• Provided passage
┏━━
No problem, I don't disagree at all, these are valid viewpoints.

Multiple opinions can be fine. The problem that many of us have seen with financial advisors, is that many are far more interested in their finances than yours. So yes, it can be harmful - you have to be well prepared to separate the wheat from the chaff.

OK, important considerations for a retiree. Offhand, I can't quite see where a choice between a pension spousal benefit option and an equivalent life insurance option would affect any of that - I saw it as one replacing the other. But I'll take a closer look in eight years. And as others have mentioned, I've gotten better info from this forum and other sources than any financial advisor I've talked to.
┗━━
• Data provided
┏━━
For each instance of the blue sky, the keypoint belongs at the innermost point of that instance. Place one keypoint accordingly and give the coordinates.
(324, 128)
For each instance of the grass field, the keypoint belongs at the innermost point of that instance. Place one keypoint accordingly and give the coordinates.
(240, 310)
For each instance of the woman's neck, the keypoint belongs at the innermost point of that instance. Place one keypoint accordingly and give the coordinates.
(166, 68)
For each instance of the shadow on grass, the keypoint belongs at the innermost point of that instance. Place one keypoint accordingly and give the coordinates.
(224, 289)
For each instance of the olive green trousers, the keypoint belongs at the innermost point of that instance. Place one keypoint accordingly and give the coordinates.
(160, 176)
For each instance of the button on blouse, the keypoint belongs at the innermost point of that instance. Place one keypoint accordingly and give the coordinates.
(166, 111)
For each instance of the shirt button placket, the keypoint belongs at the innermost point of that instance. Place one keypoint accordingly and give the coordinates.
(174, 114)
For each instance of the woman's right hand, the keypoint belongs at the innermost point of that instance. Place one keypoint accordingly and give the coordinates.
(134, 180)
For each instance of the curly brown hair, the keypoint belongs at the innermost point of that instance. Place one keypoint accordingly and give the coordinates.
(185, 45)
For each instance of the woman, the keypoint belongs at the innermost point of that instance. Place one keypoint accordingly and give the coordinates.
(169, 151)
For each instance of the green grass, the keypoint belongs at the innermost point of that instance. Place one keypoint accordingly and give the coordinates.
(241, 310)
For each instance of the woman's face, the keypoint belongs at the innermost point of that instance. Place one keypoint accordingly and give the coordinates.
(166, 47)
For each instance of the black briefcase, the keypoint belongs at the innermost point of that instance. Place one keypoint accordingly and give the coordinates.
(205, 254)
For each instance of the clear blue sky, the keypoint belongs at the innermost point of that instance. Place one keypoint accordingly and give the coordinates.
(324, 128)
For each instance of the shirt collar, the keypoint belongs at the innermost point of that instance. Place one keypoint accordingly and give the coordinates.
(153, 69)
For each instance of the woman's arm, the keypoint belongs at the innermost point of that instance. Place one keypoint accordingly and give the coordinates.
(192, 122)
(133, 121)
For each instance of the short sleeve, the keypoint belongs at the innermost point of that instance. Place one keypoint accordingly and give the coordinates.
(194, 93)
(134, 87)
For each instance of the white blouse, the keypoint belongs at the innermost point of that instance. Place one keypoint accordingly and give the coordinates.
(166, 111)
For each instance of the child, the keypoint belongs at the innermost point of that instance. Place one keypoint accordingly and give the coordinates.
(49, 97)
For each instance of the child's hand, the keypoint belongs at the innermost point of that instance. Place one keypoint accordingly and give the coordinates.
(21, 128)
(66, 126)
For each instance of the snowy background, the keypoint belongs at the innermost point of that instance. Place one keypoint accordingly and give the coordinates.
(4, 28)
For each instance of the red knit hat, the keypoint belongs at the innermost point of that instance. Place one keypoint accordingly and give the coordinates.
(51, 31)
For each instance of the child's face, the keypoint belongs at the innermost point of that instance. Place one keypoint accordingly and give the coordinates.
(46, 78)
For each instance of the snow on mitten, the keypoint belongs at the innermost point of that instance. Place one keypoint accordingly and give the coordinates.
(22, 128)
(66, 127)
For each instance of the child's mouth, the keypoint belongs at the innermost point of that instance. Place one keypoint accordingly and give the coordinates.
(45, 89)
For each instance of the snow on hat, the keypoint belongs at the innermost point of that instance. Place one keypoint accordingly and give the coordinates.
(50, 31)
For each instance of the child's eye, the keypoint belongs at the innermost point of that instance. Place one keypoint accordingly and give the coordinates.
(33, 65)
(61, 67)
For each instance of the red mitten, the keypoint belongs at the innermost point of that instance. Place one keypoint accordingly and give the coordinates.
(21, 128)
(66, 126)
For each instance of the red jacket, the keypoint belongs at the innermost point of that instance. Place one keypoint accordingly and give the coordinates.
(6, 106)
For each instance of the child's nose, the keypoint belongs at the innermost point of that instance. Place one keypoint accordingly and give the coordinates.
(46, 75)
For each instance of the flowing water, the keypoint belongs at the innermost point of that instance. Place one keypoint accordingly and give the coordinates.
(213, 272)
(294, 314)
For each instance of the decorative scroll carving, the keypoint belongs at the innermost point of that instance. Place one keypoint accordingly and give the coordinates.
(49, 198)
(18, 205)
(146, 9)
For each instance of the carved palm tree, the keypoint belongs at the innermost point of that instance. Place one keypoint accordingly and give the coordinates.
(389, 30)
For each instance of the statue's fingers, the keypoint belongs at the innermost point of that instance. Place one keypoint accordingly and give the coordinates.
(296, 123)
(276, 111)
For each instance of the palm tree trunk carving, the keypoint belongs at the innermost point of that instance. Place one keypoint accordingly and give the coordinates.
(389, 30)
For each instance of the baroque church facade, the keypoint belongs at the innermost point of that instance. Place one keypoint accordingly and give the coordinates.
┗━━
• Things to do
A: In the forum reply about financial advisors and pension options, when does the writer plan to take a closer look at the choice?
B: Continue the forum reply about financial advisors and pension options, starting after its final sentence.

• Answers to each task
A: In eight years.

B:
-ERD50
I am sure there are some very good financial advisors...but my only experience with one makes me wonder. This "financial advisor" as he called himself (I thought of him as an annuity peddler) wasn't so hot. I explicitly told him for 5 years, I was going to run $10k a year through my 403b and transfer it yearly into my pension fund to buy years. He kept insisting I needed to put it the stock market, to make more money. I told him that the market is not for short term investing, and I wanted it only put in a money market fund. This period was over 2005-2009. Listening to him would have cost me $10k easy. Definitely work with true Financial Planners, not the insurance "Financial Advisors" would be my suggestion, based on my one encounter.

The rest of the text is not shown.